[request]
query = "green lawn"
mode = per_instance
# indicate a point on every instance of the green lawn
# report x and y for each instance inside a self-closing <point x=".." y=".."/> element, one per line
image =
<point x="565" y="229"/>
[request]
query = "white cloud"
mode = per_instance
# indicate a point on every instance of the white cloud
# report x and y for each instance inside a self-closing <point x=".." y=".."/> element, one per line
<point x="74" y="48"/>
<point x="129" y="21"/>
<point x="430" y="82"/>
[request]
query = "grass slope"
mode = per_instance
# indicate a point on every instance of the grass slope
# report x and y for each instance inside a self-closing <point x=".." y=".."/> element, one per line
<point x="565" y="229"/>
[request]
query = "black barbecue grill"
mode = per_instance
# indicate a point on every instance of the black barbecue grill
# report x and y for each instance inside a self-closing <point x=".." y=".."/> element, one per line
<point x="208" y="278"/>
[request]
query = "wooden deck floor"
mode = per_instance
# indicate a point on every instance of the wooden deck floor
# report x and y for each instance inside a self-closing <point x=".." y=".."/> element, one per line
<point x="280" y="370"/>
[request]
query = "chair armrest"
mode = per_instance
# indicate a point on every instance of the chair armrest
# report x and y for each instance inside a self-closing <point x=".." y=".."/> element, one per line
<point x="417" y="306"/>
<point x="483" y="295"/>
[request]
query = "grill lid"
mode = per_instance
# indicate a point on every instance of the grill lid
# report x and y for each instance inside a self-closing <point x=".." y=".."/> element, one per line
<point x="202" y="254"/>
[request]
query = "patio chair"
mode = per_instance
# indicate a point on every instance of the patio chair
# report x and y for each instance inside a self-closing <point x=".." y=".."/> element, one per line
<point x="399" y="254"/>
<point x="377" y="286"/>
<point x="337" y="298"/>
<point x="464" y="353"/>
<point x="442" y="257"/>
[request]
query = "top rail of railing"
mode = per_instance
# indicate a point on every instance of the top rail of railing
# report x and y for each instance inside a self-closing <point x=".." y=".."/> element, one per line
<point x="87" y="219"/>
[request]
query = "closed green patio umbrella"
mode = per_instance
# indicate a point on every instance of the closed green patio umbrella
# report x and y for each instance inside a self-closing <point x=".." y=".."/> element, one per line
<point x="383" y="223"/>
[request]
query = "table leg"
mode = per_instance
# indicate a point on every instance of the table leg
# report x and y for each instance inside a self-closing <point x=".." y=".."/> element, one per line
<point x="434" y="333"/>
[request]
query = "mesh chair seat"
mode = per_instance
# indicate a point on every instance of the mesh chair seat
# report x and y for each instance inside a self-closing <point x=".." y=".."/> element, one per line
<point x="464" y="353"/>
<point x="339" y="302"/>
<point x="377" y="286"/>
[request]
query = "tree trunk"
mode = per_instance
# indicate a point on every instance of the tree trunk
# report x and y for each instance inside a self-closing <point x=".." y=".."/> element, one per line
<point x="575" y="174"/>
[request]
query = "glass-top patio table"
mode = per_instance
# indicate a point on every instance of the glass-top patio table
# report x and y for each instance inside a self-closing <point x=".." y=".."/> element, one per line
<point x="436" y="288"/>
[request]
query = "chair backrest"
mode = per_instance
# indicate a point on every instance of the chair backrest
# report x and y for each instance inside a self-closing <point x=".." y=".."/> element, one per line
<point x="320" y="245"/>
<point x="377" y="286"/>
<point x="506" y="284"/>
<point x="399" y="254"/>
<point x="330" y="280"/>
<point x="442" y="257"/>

= = = = = = =

__JOB__: Copy each line of the records above that contains the word "mesh".

__SOLUTION FOR THIS TASK__:
query = "mesh chair seat"
# indicate a point on every instance of the mesh chair seat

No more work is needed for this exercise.